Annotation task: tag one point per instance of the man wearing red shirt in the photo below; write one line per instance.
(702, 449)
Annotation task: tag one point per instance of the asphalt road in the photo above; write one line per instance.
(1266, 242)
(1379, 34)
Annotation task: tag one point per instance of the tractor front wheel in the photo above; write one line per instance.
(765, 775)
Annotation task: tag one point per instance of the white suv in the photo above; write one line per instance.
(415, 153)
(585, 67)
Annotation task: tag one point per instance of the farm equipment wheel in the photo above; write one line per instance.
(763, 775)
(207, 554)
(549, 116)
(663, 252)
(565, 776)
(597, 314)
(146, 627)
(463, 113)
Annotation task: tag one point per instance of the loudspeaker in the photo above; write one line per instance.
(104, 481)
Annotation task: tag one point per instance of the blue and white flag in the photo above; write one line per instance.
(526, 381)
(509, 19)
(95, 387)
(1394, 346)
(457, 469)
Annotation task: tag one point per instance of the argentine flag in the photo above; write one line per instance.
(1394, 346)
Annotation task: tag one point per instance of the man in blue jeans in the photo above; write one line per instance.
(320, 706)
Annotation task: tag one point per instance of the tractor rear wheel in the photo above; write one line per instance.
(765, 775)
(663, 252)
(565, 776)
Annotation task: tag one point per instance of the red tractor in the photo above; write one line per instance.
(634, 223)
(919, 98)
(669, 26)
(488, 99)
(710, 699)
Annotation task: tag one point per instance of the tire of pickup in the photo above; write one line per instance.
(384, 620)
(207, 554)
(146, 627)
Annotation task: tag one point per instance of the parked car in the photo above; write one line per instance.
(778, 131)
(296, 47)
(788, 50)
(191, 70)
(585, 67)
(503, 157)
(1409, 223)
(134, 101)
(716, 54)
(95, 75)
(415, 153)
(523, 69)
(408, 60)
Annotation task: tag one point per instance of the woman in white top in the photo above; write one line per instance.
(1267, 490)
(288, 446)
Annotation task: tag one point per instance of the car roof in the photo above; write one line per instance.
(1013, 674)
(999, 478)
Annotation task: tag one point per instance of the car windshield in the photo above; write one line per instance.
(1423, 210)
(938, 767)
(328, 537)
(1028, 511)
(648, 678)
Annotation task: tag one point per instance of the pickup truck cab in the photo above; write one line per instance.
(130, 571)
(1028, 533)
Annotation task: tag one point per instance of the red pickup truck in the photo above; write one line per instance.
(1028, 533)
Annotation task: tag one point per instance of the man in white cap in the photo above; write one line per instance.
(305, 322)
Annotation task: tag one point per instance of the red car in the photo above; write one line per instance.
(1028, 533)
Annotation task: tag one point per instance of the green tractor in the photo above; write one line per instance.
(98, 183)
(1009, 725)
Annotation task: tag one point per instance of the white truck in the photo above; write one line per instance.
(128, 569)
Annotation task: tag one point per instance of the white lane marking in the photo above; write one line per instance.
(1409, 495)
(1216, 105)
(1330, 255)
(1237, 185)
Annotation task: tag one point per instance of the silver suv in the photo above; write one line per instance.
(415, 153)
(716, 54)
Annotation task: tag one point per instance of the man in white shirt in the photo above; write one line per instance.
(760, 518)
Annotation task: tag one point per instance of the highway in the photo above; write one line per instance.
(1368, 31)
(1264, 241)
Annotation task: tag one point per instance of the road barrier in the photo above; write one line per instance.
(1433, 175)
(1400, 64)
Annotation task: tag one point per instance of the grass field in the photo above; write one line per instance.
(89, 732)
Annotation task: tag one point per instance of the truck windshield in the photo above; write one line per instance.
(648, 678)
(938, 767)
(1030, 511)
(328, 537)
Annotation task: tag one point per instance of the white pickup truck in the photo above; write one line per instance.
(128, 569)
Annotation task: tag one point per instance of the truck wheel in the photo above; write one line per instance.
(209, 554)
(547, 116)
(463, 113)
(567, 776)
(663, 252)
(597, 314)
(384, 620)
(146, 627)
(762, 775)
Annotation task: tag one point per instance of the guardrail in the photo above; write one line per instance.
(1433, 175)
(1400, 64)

_ _ _ _ _ _ _

Reproduce all of the records above verbatim, line by line.

Annotation task: tag one point per instance of the man wearing red shirt in the photo below; write one line per instance.
(702, 449)
Annotation task: tag one point per instance of the asphalt road in the photo above; write one line per instance.
(1266, 242)
(1379, 34)
Annotation task: tag one point per instance of the tractor front wheel in the photo above; write one line per instance.
(765, 775)
Annotation task: tag one point per instance of the white suv in the photo above; write one line per instance.
(415, 153)
(585, 67)
Annotation task: tag one point per instance of the farm equipment wheel in the photo above; write one line per instance.
(763, 775)
(207, 554)
(549, 116)
(663, 252)
(565, 776)
(597, 314)
(146, 627)
(463, 113)
Annotation task: tag one point per instance of the loudspeaker in the photo above; write one line per instance.
(104, 481)
Annotation task: tag one point per instance of the blue and white flag in the photo above; write one line per instance.
(526, 381)
(509, 19)
(95, 387)
(1394, 346)
(457, 469)
Annotation task: tag one point per instance of the argentine flag in the photo above; write one line per instance.
(1394, 346)
Annotation task: tag one point per instance of the man in blue jeans in the photo above; write one line per instance.
(320, 706)
Annotation task: tag one point per instance of the tractor rear wheel in the photo above; write one line per instance.
(765, 775)
(663, 252)
(565, 776)
Annotation task: tag one point per instance of the red tractor in the photo above; write one line per instance.
(634, 223)
(919, 98)
(669, 26)
(488, 99)
(710, 699)
Annotation task: tag one point per instance of the tire of pickup in the photo above; write one line per instance.
(384, 620)
(207, 554)
(146, 627)
Annotation task: tag one point per instance of the parked car in the photo above; write one line per instance.
(778, 131)
(296, 47)
(788, 50)
(191, 70)
(585, 67)
(503, 157)
(1409, 223)
(134, 101)
(716, 54)
(95, 75)
(415, 153)
(523, 69)
(408, 60)
Annotation task: tag one point per instance of the woman in white top in the photo above; write one line per instance.
(1267, 490)
(288, 446)
Annotation task: tag one point per instance of the car roof in the photo above; write one line per instance.
(1013, 674)
(999, 478)
Annotation task: tag one point per instance of the car windshield in the photo above; write one line per instance.
(1423, 210)
(938, 767)
(328, 537)
(1028, 511)
(648, 678)
Annotation task: tag one point per instance of the pickup truck cab in the photo above; write one line per instance.
(130, 571)
(1028, 533)
Annotation task: tag one point per instance of the red pickup truck in the photo above; write one line per instance.
(1028, 533)
Annotation task: tag one point per instance of the man in white cap in the photo above; write one line per instance.
(305, 322)
Annotation task: tag one point per instance of the red car in the photo above; write one line per instance.
(1028, 533)
Annotation task: tag one point per instance of the green tractor in the photo above; write one line per instance.
(98, 183)
(1009, 725)
Annotation task: tag one point per instance of the white truck in the photo above; write one line per instance.
(128, 569)
Annotation task: tag one point per instance of the white lane marking in the photo above; write one line per instance.
(1409, 495)
(1216, 105)
(1330, 255)
(1237, 185)
Annotation task: tag one point per instance of the silver suv in the photo above; write one line per instance.
(415, 153)
(716, 54)
Annotation task: tag one point per instance of the man in white shirt in the photo above; write one line per instance.
(760, 518)
Annotation task: tag one point per instance of the highway in the photo above; write one line per instance.
(1368, 31)
(1264, 241)
Annotation task: tag one point per instance of the road barrier in the photo above; write one line per instance.
(1433, 175)
(1400, 64)
Annotation task: tag one point per instance of the grass field in the photo above; write one line per instance.
(89, 732)
Annotation task: tag one point per instance of the truck windshield in the photo above; write one line per instance.
(648, 678)
(938, 767)
(1030, 511)
(328, 537)
Annotation task: tag one point per instance of the white pickup truck in the photo above; write one line per instance.
(128, 569)
Annotation task: tag one point per instance of the truck wheel in the photo above; write one line per instance.
(209, 554)
(547, 116)
(463, 113)
(567, 776)
(663, 252)
(597, 314)
(384, 620)
(146, 627)
(762, 775)
Annotation task: tag one point per instance of the guardrail in the photo above; write one line per instance.
(1433, 175)
(1400, 64)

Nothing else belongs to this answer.